-- begin SOURCE TEXT --

# My solarforce l2r pictures



## love-LED (Sep 16, 2010)

First off, I'd like to say thanks to fellow cpf members for recommending this light. I just though I'd post some pictures and my opinion on the light.

I ordered for on ebay from airsupply07 and was very pleased with the service and shipping times.

The product arrived assembled, with the carry case (which had my requested flat bezel and tightening tool inside it). First impressions were good. The flashlight looked great with the exception of a few dots of missing colour. The tailcap had a little piece of plastic left inside from manufacturing, and I blew it out. Tailcap o-ring was slightly lubed, but the front o ring wasn't.

The carry case is higher quality than expected- take a look for yourself.

I ordered the 5 mode bulb, which works perfectly, however there is a slight "cree ring" in the beam. No big deal.
The machining overall is quite good, although definitely not surefire quality.
The part where solarforce is written is roughly machined, but it's just a cosmetic thing.

I like the grip on it, better than the mag lights, but doesn't make your hands bleed.

The lens (is it really a lens?) is glass, and has a rubber seal on the inside, with a plastic washer between the outside glass and the bezel. It is waterproof in the shower, so probably good for a few meters for short periods.

All in all, everything is good! Runtime seems decent on rayovac hybrids. I love this light.

You're read enough, so here are the pictures!


----------



## love-LED (Sep 16, 2010)

If anyone wants beam shots I'll take them once i recharge the batteries.


----------



## Black Rose (Sep 16, 2010)

Nice pictures, but they are too big.

The maximum allowed size is 800x600.


----------



## love-LED (Sep 17, 2010)

oh shoot really? I didn't get any warning when posting them. I'm using a picture host to hold the pictures, since I'm not allowed to upload yet. So I just pasted in the html and submitted.

-- end SOURCE TEXT --

Return, word for word, the passage of the flashlight thread starting with "The machining overall" and going on through "a cosmetic thing.".

-- begin EXTRACTED MATERIAL --

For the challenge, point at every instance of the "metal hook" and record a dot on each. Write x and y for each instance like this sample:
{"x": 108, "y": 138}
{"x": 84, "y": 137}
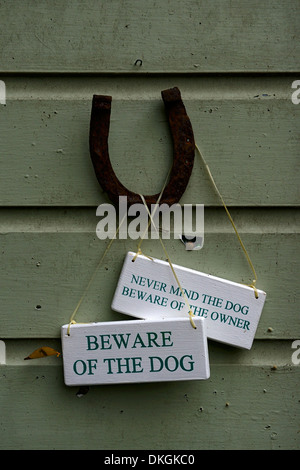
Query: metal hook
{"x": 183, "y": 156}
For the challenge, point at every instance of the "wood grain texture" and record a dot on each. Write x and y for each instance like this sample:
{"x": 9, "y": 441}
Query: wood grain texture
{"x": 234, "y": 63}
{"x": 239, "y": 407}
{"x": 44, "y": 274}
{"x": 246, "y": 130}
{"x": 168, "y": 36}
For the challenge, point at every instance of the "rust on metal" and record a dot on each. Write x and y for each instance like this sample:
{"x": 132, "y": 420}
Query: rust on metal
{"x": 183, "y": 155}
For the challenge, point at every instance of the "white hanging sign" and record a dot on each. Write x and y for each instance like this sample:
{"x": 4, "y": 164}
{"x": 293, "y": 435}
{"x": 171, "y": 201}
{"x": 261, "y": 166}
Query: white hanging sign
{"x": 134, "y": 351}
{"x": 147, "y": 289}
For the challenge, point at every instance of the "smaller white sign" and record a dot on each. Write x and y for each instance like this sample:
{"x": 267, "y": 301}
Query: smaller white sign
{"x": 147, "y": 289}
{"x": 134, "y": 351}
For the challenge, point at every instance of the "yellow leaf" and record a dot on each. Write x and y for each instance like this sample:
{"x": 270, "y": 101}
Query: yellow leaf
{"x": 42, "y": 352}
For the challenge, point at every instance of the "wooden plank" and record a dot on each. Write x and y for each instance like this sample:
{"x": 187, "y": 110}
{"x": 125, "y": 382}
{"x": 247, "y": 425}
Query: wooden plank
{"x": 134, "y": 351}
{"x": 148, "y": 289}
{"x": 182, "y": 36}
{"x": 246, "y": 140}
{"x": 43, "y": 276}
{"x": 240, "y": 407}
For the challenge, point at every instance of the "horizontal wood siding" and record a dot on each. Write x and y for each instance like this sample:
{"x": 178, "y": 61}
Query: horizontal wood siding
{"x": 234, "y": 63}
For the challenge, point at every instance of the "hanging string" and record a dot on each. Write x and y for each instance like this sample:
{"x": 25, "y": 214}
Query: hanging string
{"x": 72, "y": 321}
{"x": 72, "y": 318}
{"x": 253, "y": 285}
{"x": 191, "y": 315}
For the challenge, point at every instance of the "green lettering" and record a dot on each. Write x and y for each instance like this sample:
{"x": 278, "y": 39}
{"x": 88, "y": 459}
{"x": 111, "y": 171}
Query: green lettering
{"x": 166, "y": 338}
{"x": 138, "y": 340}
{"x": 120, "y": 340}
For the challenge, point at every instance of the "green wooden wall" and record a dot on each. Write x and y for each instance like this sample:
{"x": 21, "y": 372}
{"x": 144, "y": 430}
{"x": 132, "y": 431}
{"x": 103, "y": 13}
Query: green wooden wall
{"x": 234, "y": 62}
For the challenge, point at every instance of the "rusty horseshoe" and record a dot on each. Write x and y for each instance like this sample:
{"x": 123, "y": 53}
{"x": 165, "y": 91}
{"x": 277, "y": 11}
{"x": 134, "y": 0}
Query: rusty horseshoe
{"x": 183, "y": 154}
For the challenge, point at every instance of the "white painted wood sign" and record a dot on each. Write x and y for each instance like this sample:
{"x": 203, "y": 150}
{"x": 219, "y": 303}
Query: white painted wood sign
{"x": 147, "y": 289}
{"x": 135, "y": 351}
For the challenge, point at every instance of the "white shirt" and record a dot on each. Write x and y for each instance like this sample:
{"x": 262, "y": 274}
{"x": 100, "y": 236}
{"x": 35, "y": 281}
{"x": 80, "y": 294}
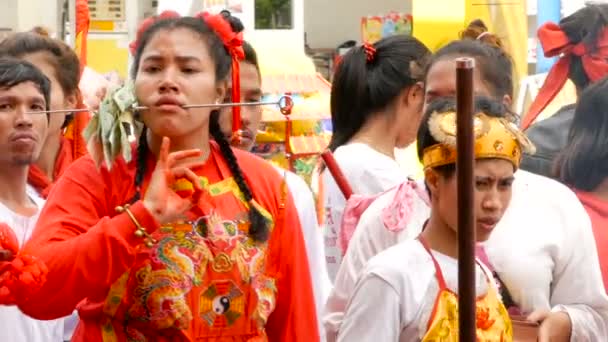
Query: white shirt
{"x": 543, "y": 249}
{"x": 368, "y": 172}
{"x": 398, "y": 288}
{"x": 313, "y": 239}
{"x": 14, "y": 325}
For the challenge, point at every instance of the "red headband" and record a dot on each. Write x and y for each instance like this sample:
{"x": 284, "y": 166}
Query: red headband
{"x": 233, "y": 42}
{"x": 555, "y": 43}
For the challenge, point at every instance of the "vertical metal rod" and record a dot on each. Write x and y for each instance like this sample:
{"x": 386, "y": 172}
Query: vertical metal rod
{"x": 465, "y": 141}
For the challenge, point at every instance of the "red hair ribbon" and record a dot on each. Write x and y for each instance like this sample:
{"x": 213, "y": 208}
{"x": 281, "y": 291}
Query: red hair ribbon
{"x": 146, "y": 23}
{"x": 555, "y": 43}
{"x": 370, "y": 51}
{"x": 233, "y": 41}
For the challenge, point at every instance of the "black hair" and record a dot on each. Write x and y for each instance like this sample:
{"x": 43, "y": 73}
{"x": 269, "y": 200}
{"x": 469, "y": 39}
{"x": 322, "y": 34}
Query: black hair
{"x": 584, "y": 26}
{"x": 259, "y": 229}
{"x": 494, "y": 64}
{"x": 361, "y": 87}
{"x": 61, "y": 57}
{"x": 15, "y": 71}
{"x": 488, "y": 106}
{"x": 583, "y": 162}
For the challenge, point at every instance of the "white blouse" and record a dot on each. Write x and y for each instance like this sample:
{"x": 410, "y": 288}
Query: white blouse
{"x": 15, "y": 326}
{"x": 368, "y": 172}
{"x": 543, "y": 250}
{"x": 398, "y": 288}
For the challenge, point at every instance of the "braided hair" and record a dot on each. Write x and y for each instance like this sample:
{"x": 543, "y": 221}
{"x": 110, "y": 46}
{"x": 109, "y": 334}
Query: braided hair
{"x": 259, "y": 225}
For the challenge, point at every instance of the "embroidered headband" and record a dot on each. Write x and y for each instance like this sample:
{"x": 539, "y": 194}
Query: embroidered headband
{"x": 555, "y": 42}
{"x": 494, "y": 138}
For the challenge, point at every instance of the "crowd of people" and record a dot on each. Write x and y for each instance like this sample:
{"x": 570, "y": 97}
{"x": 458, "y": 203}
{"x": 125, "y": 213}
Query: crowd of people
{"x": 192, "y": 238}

-- end EXTRACTED MATERIAL --

§ TASK OUTPUT:
The machining overall is quite good, although definitely not surefire quality.
The part where solarforce is written is roughly machined, but it's just a cosmetic thing.